_Task goal_. Retype, word for word, every line of the records below starting at the one that contains "Target: cloudy sky" and ending at the one that contains "bank in this photo."; include both of those lines and nothing more.

(Region pointing data)
┌────────

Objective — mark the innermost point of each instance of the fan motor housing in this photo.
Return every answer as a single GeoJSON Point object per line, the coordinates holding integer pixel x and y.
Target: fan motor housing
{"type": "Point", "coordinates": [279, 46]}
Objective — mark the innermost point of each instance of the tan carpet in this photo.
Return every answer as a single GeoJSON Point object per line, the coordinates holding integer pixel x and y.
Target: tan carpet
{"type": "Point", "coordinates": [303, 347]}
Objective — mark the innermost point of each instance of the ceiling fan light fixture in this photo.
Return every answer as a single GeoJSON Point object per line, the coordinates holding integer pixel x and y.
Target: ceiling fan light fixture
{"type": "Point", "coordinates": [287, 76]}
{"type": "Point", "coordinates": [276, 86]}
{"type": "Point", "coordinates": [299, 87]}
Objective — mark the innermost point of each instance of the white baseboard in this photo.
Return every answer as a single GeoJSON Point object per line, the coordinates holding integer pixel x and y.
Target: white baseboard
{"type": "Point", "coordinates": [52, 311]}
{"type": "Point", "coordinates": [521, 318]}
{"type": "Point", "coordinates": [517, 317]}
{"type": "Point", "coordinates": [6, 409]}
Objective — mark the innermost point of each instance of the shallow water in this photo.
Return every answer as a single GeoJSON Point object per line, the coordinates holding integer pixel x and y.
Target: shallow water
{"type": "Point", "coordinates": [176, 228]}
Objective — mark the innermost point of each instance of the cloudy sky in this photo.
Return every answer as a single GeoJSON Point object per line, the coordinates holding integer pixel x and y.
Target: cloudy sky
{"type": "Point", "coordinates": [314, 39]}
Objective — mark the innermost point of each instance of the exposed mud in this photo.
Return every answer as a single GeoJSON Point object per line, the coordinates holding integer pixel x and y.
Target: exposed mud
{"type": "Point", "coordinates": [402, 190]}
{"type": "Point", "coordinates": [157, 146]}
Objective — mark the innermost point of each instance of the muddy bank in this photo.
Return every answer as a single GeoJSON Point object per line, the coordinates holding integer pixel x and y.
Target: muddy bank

└────────

_Solved exercise_.
Target: cloudy sky
{"type": "Point", "coordinates": [314, 39]}
Objective — mark the innermost point of each instance of the exposed mud in this photo.
Return every answer as a single GeoJSON Point object per line, the coordinates holding integer pixel x and y.
Target: exposed mud
{"type": "Point", "coordinates": [402, 190]}
{"type": "Point", "coordinates": [157, 146]}
Objective — mark the innermost point of each instance of the muddy bank in this photo.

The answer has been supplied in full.